TEXT SHOWN:

(Hello, I’m back! Actually this is an illustration of Madame de la Rougierre, my favourite character in this novel, by Charles W. Stewart (London: Folio Society, 1988), found here; thanks to David Hulley for identifying the artist and edition)
Once again I have been away from here for rather a long time: that’s not because I’m lazy of course, but like the rest of Europe we in Belgium have been experiencing a snap of cold weather and somehow experiencing the sensation draining from my fingers in the draughty, squalid little room where the computer lives struck me as less fun than – taking to my bed outrageously early every night with my balding Winnie-the-Pooh hot-water bottle and a good book! And I have returned, dear readers, with the news that I have found the perfect novel for winterly hibernating should you ever be that way inclined: Sheridan Le Fanu’s Uncle Silas. It contains:
- an imperilled and beautiful heiress
- secluded country houses panelled and wainscoted to the hilt, one of which is furthermore crumbling and decayed
- a villain with a nature which is a ‘systematic blasphemy’
- a suspicious death in a locked room
- a witchy French governess (‘Don’t you love the dead, cheaile? I will teach you to love them. [...] I am Madame la Morgue – Mrs Deadhouse! I will present you my friends, Monsieur Cadavre and Monsieur Squelette. Come, come, leetle mortal, let us play.’)
- atmospheric writing
- Swedenborgians.
What more could you desire? If you haven’t read it, leave this weblog immediately and trot on down to your nearest bookshop or library, because the rest of this piece will spoil the plot for you. Uncle Silas is both a cracking and increasingly tense read and a truly clever and complex novel which I am still trying to work out.
The novel, narrated by Maud Ruthyn several years after her ordeal, falls into two parts, the one mirroring the other, and is filled with characters who also mirror each other. The young Maud is highly sensitive, nervous and more than a bit prissy; she is also terrified of death, in particular the dissolution of the body. In the first part of the novel she lives at Knowl, an orderly estate, with her reclusive father Austin; in the second, after Austin’s death, she is sent to Bartram-Haugh as ward to her Uncle Silas, also a distant recluse, but voluptuous where Austin was austere, cruel where he was essentially kind, and utterly selfish. Uncle Silas never leaves his crepuscular suite, except to direct Maud’s murder; his cadaverous appearance and terrible fiery gaze are frequently mentioned – basically he is an animated version of his brother’s corpse, a metaphorical vampire who intends to feed off Maud’s inheritance. Bartram-Haugh is a dark reflection of Knowl – derelict, its timber plundered or left to rot (in a novel where trees surely suggest family) – but also, with its dark corridors and secrets, perhaps of the state of Maud’s mind. Silas too has an only daughter, Milly, who physically resembles Maud, but she has been utterly neglected and Maud generously describes her as a ‘bumpkin’. Maud takes charge of Milly’s education and dress; Milly drags Maud out on long health-giving walks and her boisterous good humour builds up Maud’s courage. But there is also a third father–daughter relationship, that of the horrible miller Dickon Hawkes and Meg. Their abusive partnership acts out the violence Silas feels towards Maud.

[Stored data]
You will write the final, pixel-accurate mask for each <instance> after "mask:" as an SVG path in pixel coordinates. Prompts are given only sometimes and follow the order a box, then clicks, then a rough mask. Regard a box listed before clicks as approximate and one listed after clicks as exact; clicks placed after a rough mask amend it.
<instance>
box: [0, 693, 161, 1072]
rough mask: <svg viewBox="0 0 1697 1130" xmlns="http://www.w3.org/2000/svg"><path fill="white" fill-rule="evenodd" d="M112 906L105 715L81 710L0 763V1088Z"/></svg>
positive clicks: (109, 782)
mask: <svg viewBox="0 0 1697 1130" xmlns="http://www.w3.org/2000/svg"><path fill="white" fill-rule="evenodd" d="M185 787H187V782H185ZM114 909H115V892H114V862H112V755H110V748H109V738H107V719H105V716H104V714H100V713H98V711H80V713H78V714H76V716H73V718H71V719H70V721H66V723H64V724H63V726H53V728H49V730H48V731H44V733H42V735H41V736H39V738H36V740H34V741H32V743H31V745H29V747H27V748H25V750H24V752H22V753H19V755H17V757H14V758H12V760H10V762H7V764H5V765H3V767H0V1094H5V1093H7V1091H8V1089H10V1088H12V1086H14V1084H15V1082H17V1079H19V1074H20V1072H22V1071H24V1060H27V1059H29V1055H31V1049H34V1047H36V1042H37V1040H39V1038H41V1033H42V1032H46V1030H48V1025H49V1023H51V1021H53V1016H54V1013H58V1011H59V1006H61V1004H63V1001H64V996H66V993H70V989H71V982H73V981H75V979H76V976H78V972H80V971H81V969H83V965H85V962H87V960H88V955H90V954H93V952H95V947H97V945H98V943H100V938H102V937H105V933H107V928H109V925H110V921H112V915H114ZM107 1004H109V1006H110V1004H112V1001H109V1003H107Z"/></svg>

EXERCISES TO COMPLETE:
1 - In the blog post about Uncle Silas, what is the name of the estate where Maud lives with her father in the first part of the novel?
2 - Update a passage from the blog post about Uncle Silas, beginning at the words "What more could" and stopping after "to work out.", with "weblog" changed to "blog".
3 - List every item that the blog post about Uncle Silas says the novel contains.
These records have no connection to the blog post about Uncle Silas.

WRITTEN ANSWERS:
1 - Knowl

2 -
What more could you desire? If you haven’t read it, leave this blog immediately and trot on down to your nearest bookshop or library, because the rest of this piece will spoil the plot for you. Uncle Silas is both a cracking and increasingly tense read and a truly clever and complex novel which I am still trying to work out.

3 -
- an imperilled and beautiful heiress
- secluded country houses panelled and wainscoted to the hilt, one of which is furthermore crumbling and decayed
- a villain with a nature which is a 'systematic blasphemy'
- a suspicious death in a locked room
- a witchy French governess
- atmospheric writing
- Swedenborgians